Task brief ▸ Update all entries below by replacing "serrated" with "toothed" wherever it occurs. Leave everything else unchanged.

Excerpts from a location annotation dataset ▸
----------------
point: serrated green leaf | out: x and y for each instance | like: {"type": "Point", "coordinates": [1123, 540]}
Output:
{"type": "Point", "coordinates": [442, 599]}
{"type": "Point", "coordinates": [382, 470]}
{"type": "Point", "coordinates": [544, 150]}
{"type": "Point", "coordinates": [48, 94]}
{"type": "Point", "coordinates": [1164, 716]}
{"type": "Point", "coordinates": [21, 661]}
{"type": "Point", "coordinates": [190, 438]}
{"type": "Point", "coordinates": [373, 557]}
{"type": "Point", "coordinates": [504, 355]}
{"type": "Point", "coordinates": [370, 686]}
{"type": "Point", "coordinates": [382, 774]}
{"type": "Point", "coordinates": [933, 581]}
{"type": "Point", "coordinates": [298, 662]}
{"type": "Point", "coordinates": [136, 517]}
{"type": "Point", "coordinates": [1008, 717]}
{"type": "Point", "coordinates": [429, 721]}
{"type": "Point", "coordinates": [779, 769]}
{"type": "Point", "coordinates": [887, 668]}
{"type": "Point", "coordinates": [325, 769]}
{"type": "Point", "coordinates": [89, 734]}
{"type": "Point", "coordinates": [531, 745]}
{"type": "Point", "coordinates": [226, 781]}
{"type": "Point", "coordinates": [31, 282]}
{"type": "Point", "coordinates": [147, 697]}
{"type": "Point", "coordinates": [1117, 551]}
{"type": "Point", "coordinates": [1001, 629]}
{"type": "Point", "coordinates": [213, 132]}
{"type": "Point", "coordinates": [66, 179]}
----------------
Written response ▸
point: toothed green leaf | out: x and y for each instance | like: {"type": "Point", "coordinates": [1123, 540]}
Output:
{"type": "Point", "coordinates": [442, 599]}
{"type": "Point", "coordinates": [382, 470]}
{"type": "Point", "coordinates": [544, 150]}
{"type": "Point", "coordinates": [48, 94]}
{"type": "Point", "coordinates": [1164, 716]}
{"type": "Point", "coordinates": [21, 661]}
{"type": "Point", "coordinates": [190, 438]}
{"type": "Point", "coordinates": [373, 557]}
{"type": "Point", "coordinates": [504, 355]}
{"type": "Point", "coordinates": [370, 686]}
{"type": "Point", "coordinates": [382, 774]}
{"type": "Point", "coordinates": [933, 581]}
{"type": "Point", "coordinates": [298, 662]}
{"type": "Point", "coordinates": [136, 517]}
{"type": "Point", "coordinates": [1008, 717]}
{"type": "Point", "coordinates": [429, 721]}
{"type": "Point", "coordinates": [779, 769]}
{"type": "Point", "coordinates": [887, 668]}
{"type": "Point", "coordinates": [325, 769]}
{"type": "Point", "coordinates": [89, 734]}
{"type": "Point", "coordinates": [531, 745]}
{"type": "Point", "coordinates": [226, 781]}
{"type": "Point", "coordinates": [31, 282]}
{"type": "Point", "coordinates": [147, 697]}
{"type": "Point", "coordinates": [1117, 551]}
{"type": "Point", "coordinates": [1001, 629]}
{"type": "Point", "coordinates": [213, 132]}
{"type": "Point", "coordinates": [66, 179]}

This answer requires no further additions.